Look through the entries below. Say how many lines include "every", with nothing added.

Data for this exercise:
=== Begin Enclosure ===

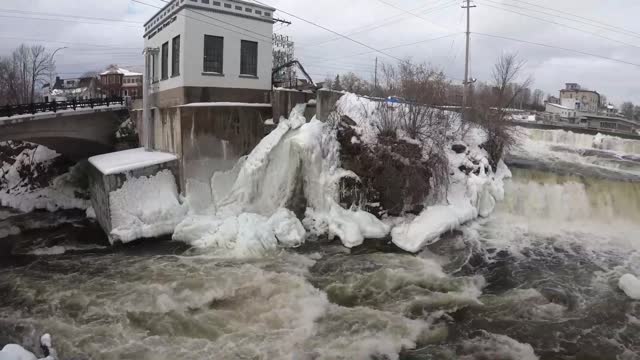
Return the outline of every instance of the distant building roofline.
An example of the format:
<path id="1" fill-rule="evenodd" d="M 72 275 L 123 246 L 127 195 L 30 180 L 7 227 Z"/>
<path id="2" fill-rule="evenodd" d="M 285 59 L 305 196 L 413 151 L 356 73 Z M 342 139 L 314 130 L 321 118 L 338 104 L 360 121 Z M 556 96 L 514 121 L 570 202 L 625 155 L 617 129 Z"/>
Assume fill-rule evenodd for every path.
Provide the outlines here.
<path id="1" fill-rule="evenodd" d="M 180 0 L 172 0 L 172 1 L 169 1 L 169 2 L 167 3 L 167 5 L 163 6 L 160 10 L 158 10 L 155 14 L 153 14 L 153 16 L 151 16 L 151 17 L 149 18 L 149 20 L 147 20 L 147 21 L 144 23 L 143 27 L 146 27 L 147 25 L 149 25 L 149 23 L 151 23 L 151 21 L 152 21 L 153 19 L 155 19 L 155 17 L 156 17 L 156 16 L 158 16 L 158 14 L 160 14 L 160 13 L 162 13 L 163 11 L 167 10 L 169 7 L 171 7 L 171 6 L 174 4 L 174 2 L 179 2 L 179 1 L 180 1 Z M 188 1 L 188 0 L 187 0 L 187 1 Z M 248 2 L 248 1 L 242 1 L 242 0 L 226 0 L 226 1 L 231 2 L 231 3 L 241 4 L 241 5 L 253 6 L 253 7 L 255 7 L 255 8 L 262 9 L 262 10 L 267 10 L 267 11 L 270 11 L 270 12 L 274 12 L 274 11 L 276 11 L 276 10 L 277 10 L 276 8 L 273 8 L 273 7 L 271 7 L 271 6 L 265 6 L 265 5 L 262 5 L 262 4 L 253 3 L 253 2 Z M 178 4 L 178 7 L 180 8 L 180 7 L 183 7 L 184 5 L 188 5 L 188 3 L 186 3 L 186 4 Z"/>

=== End Enclosure ===

Finished exercise: 2